**Problem requirements:** Lines with "face": copy each one from the listing below.

__________

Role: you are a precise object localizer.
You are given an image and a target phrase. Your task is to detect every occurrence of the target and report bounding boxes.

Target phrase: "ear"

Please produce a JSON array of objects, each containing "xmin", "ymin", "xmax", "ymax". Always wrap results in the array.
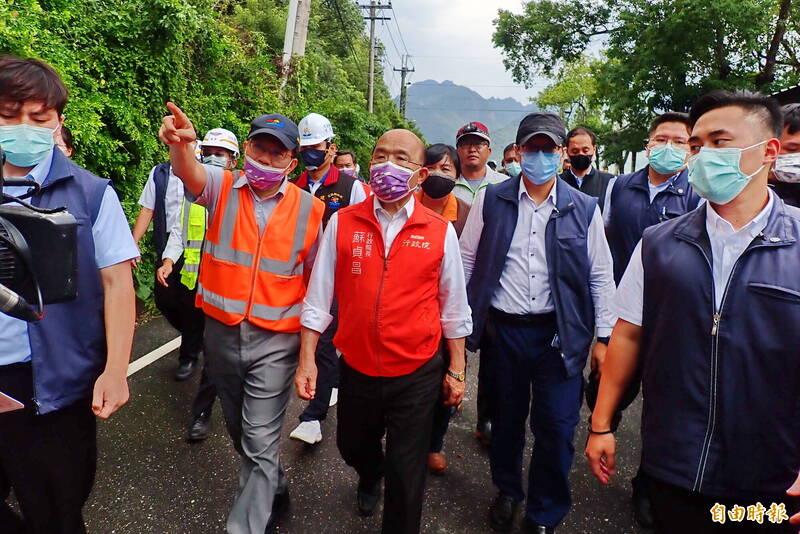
[
  {"xmin": 411, "ymin": 166, "xmax": 429, "ymax": 189},
  {"xmin": 764, "ymin": 138, "xmax": 781, "ymax": 164},
  {"xmin": 286, "ymin": 158, "xmax": 299, "ymax": 175}
]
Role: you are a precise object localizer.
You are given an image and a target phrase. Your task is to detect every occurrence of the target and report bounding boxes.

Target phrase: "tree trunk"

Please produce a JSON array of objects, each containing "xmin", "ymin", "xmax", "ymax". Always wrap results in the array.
[{"xmin": 756, "ymin": 0, "xmax": 792, "ymax": 89}]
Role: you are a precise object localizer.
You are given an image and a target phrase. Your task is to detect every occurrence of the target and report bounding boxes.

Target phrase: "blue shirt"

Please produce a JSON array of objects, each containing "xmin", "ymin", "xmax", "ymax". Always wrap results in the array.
[{"xmin": 0, "ymin": 149, "xmax": 139, "ymax": 366}]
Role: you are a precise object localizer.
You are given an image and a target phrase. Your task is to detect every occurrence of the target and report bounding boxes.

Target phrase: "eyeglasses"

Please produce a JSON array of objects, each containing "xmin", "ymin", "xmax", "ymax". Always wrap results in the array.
[
  {"xmin": 369, "ymin": 153, "xmax": 423, "ymax": 169},
  {"xmin": 457, "ymin": 140, "xmax": 489, "ymax": 149},
  {"xmin": 648, "ymin": 137, "xmax": 690, "ymax": 148}
]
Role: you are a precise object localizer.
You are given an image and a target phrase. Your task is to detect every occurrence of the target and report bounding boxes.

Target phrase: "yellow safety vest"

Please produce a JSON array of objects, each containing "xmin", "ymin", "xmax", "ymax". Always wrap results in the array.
[{"xmin": 179, "ymin": 198, "xmax": 207, "ymax": 290}]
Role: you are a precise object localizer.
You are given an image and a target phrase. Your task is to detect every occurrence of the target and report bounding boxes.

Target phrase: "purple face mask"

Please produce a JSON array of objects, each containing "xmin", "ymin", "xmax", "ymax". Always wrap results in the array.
[
  {"xmin": 369, "ymin": 161, "xmax": 417, "ymax": 202},
  {"xmin": 243, "ymin": 155, "xmax": 290, "ymax": 190},
  {"xmin": 339, "ymin": 167, "xmax": 356, "ymax": 177}
]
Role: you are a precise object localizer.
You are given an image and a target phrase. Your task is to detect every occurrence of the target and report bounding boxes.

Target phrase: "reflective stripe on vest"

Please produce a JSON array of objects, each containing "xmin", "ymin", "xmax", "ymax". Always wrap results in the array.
[
  {"xmin": 179, "ymin": 198, "xmax": 207, "ymax": 290},
  {"xmin": 197, "ymin": 171, "xmax": 324, "ymax": 332}
]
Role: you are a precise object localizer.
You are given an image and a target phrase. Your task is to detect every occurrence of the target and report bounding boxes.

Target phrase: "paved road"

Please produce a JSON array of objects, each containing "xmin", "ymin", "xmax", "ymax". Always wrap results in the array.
[{"xmin": 80, "ymin": 316, "xmax": 645, "ymax": 534}]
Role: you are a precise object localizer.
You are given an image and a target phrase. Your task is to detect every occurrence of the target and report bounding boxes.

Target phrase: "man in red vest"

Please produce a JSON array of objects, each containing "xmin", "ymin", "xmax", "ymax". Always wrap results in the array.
[{"xmin": 296, "ymin": 129, "xmax": 472, "ymax": 534}]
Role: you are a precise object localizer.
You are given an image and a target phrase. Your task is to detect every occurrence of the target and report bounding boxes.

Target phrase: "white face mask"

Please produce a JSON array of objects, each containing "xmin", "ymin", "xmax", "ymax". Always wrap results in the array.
[{"xmin": 773, "ymin": 153, "xmax": 800, "ymax": 183}]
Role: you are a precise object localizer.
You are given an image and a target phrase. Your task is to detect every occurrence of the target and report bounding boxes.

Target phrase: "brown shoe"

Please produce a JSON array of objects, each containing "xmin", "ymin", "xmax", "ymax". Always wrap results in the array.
[{"xmin": 428, "ymin": 452, "xmax": 447, "ymax": 475}]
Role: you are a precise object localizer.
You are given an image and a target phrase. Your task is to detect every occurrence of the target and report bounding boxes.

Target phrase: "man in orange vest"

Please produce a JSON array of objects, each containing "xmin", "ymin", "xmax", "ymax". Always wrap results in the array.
[
  {"xmin": 159, "ymin": 102, "xmax": 324, "ymax": 534},
  {"xmin": 296, "ymin": 129, "xmax": 472, "ymax": 534}
]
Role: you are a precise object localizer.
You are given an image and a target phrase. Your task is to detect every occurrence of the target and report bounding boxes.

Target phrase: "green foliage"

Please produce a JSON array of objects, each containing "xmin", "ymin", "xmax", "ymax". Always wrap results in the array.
[
  {"xmin": 494, "ymin": 0, "xmax": 800, "ymax": 167},
  {"xmin": 1, "ymin": 0, "xmax": 412, "ymax": 299}
]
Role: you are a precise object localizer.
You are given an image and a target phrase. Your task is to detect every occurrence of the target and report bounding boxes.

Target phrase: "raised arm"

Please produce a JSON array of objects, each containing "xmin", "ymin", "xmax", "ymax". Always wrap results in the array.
[{"xmin": 158, "ymin": 102, "xmax": 206, "ymax": 197}]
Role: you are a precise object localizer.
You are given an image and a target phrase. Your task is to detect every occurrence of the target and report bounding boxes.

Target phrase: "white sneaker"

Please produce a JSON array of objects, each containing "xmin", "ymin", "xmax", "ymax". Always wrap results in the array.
[
  {"xmin": 329, "ymin": 388, "xmax": 339, "ymax": 407},
  {"xmin": 289, "ymin": 420, "xmax": 322, "ymax": 444}
]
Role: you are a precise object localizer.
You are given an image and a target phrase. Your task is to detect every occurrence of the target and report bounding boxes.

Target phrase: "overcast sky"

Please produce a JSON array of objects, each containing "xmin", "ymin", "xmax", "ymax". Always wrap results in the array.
[{"xmin": 371, "ymin": 0, "xmax": 549, "ymax": 105}]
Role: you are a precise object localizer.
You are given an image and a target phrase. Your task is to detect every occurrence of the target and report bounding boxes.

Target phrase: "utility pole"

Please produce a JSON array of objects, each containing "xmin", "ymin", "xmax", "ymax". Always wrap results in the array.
[
  {"xmin": 360, "ymin": 2, "xmax": 391, "ymax": 113},
  {"xmin": 280, "ymin": 0, "xmax": 311, "ymax": 92},
  {"xmin": 393, "ymin": 55, "xmax": 415, "ymax": 119}
]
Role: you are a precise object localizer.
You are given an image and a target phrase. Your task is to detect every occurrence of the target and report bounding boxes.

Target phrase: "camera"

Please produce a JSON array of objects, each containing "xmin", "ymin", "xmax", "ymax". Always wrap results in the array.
[{"xmin": 0, "ymin": 144, "xmax": 78, "ymax": 321}]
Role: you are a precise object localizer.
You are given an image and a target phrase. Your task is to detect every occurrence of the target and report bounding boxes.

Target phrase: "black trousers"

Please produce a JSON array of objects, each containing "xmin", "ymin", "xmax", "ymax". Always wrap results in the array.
[
  {"xmin": 337, "ymin": 354, "xmax": 443, "ymax": 534},
  {"xmin": 299, "ymin": 302, "xmax": 339, "ymax": 422},
  {"xmin": 645, "ymin": 472, "xmax": 800, "ymax": 533},
  {"xmin": 0, "ymin": 363, "xmax": 97, "ymax": 534},
  {"xmin": 429, "ymin": 341, "xmax": 454, "ymax": 454},
  {"xmin": 191, "ymin": 360, "xmax": 217, "ymax": 418},
  {"xmin": 153, "ymin": 257, "xmax": 205, "ymax": 364}
]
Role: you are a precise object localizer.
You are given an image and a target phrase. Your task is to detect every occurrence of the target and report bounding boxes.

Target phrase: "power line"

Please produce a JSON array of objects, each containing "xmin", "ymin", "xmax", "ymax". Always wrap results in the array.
[
  {"xmin": 388, "ymin": 3, "xmax": 412, "ymax": 67},
  {"xmin": 328, "ymin": 0, "xmax": 359, "ymax": 61},
  {"xmin": 407, "ymin": 107, "xmax": 536, "ymax": 112}
]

__________

**Finished exercise:**
Target phrase: "purple face mask"
Target phrase: "white face mask"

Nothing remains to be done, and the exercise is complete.